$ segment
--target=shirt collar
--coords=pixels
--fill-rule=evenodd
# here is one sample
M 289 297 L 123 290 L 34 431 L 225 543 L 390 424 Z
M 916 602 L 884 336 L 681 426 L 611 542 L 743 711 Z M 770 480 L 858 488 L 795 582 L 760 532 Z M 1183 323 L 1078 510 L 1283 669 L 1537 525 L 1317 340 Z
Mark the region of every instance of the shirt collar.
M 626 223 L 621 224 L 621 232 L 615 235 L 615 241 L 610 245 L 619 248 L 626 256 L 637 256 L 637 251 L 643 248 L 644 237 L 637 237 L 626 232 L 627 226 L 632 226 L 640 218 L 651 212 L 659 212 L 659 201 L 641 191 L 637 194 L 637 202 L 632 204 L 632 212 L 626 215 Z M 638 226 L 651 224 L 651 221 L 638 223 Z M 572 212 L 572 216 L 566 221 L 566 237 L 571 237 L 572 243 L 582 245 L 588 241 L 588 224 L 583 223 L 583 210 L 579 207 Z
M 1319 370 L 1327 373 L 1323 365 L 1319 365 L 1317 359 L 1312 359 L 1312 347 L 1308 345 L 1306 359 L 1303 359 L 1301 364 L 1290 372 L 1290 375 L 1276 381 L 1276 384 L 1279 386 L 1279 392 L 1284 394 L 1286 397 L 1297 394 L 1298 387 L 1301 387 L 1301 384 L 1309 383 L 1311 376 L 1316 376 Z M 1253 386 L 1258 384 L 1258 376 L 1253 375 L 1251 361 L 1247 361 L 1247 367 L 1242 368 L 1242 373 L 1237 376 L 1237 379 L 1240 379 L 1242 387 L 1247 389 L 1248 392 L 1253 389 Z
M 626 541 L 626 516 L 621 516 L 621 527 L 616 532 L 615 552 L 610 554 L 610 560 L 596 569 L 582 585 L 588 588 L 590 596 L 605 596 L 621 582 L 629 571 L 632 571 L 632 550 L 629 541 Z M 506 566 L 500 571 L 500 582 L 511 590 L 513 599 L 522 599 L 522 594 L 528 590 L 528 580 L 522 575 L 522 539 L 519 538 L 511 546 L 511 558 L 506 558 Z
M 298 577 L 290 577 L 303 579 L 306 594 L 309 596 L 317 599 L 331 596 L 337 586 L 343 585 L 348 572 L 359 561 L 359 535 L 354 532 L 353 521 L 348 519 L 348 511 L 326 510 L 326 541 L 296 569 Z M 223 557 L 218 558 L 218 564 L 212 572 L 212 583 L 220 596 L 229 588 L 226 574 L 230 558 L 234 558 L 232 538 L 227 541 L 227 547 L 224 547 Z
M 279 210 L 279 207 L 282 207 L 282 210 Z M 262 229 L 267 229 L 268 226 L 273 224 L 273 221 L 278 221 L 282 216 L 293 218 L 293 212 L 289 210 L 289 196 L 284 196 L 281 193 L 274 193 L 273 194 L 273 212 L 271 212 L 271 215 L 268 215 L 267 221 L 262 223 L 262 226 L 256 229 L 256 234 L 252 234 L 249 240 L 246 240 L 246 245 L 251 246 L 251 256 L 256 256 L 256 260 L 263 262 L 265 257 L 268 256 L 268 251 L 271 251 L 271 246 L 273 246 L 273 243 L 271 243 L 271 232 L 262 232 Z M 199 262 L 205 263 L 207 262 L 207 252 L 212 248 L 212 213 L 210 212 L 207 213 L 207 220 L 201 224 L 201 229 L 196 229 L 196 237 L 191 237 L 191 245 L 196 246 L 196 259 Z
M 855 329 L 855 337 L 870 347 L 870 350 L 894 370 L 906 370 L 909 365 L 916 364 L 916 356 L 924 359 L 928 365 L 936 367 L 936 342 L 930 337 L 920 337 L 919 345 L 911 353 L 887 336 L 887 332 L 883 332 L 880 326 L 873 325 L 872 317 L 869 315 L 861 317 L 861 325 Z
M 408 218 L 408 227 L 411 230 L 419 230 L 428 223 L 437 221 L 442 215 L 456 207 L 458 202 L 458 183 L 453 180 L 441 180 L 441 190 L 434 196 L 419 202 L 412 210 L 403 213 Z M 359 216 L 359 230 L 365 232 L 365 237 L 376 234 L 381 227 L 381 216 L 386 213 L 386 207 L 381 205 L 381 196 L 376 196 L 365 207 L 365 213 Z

==================================================

> TO DO:
Arrange every line of the entries above as a Markdown table with the columns "No." and "Line", numbering each row and leaving out blank lines.

> RESULT OF THE TASK:
| No. | Line |
|---|---|
| 1 | $ segment |
| 2 | --target=shirt collar |
| 3 | --coords=pixels |
| 4 | --fill-rule=evenodd |
| 5 | # here is one sample |
| 6 | M 289 297 L 123 290 L 34 431 L 225 543 L 390 424 Z |
| 7 | M 916 602 L 884 336 L 681 426 L 611 542 L 743 711 Z M 770 480 L 858 488 L 795 582 L 760 532 Z M 1183 323 L 1078 510 L 1283 669 L 1537 525 L 1317 340 Z |
| 8 | Mark the region of every instance of the shirt collar. |
| 9 | M 626 223 L 621 224 L 621 232 L 615 235 L 615 241 L 610 245 L 619 248 L 626 256 L 637 256 L 637 251 L 643 248 L 644 237 L 637 237 L 626 232 L 627 226 L 632 226 L 640 218 L 651 212 L 659 212 L 659 201 L 641 191 L 637 194 L 637 202 L 632 204 L 632 212 L 626 215 Z M 638 226 L 651 224 L 651 221 L 638 223 Z M 572 212 L 572 216 L 566 221 L 566 237 L 571 237 L 572 243 L 582 245 L 588 241 L 588 224 L 583 223 L 583 210 L 579 207 Z |
| 10 | M 1319 370 L 1327 373 L 1323 365 L 1319 365 L 1317 359 L 1312 359 L 1312 347 L 1308 345 L 1306 359 L 1303 359 L 1301 364 L 1290 372 L 1290 375 L 1276 381 L 1276 384 L 1279 386 L 1279 392 L 1284 394 L 1286 397 L 1297 394 L 1298 387 L 1301 387 L 1301 384 L 1309 383 L 1311 376 L 1316 376 Z M 1253 386 L 1258 384 L 1258 376 L 1253 375 L 1251 361 L 1247 361 L 1247 367 L 1242 368 L 1242 373 L 1237 376 L 1237 379 L 1240 379 L 1242 387 L 1247 389 L 1248 392 L 1253 389 Z |
| 11 | M 626 541 L 626 516 L 621 516 L 621 527 L 616 532 L 615 552 L 610 554 L 610 560 L 596 569 L 582 585 L 588 588 L 590 596 L 605 596 L 621 582 L 629 571 L 632 571 L 632 550 L 629 541 Z M 506 566 L 500 571 L 500 582 L 511 590 L 513 599 L 522 599 L 522 594 L 528 590 L 528 580 L 522 575 L 522 539 L 519 538 L 511 546 L 511 558 L 506 558 Z |
| 12 | M 298 577 L 290 577 L 303 579 L 306 594 L 309 596 L 317 599 L 331 596 L 337 586 L 343 585 L 348 572 L 359 561 L 359 535 L 354 532 L 353 521 L 348 519 L 348 511 L 326 510 L 326 541 L 296 569 Z M 223 557 L 218 558 L 218 564 L 212 572 L 212 583 L 220 596 L 229 588 L 226 574 L 230 558 L 234 558 L 232 538 L 227 541 L 227 547 L 224 547 Z |
| 13 | M 279 210 L 279 207 L 282 207 L 282 210 Z M 262 229 L 267 229 L 268 226 L 273 224 L 273 221 L 278 221 L 282 216 L 293 218 L 293 212 L 289 210 L 289 196 L 284 196 L 281 193 L 274 193 L 273 194 L 273 212 L 271 212 L 271 215 L 268 215 L 267 221 L 262 223 L 262 226 L 256 229 L 256 234 L 252 234 L 249 240 L 246 240 L 246 245 L 251 246 L 251 256 L 256 256 L 256 260 L 263 262 L 265 257 L 268 256 L 268 251 L 271 251 L 271 246 L 273 246 L 273 243 L 271 243 L 271 232 L 262 232 Z M 199 262 L 205 263 L 207 262 L 207 252 L 212 248 L 212 213 L 210 212 L 207 213 L 207 220 L 201 224 L 201 229 L 196 229 L 196 237 L 191 237 L 191 245 L 196 246 L 196 259 Z |
| 14 | M 855 329 L 855 337 L 870 347 L 870 350 L 894 370 L 906 370 L 909 365 L 916 364 L 916 356 L 924 359 L 928 365 L 936 367 L 936 342 L 930 337 L 920 337 L 919 345 L 911 353 L 887 336 L 887 332 L 883 332 L 880 326 L 873 325 L 872 317 L 869 315 L 861 317 L 861 325 Z |
| 15 | M 408 218 L 408 227 L 411 230 L 419 230 L 428 223 L 437 221 L 442 215 L 456 207 L 458 202 L 458 183 L 453 180 L 441 180 L 441 190 L 434 196 L 419 202 L 412 210 L 403 213 Z M 359 216 L 359 230 L 365 232 L 365 237 L 376 234 L 381 227 L 381 216 L 386 213 L 386 207 L 381 205 L 381 196 L 376 196 L 365 207 L 365 213 Z |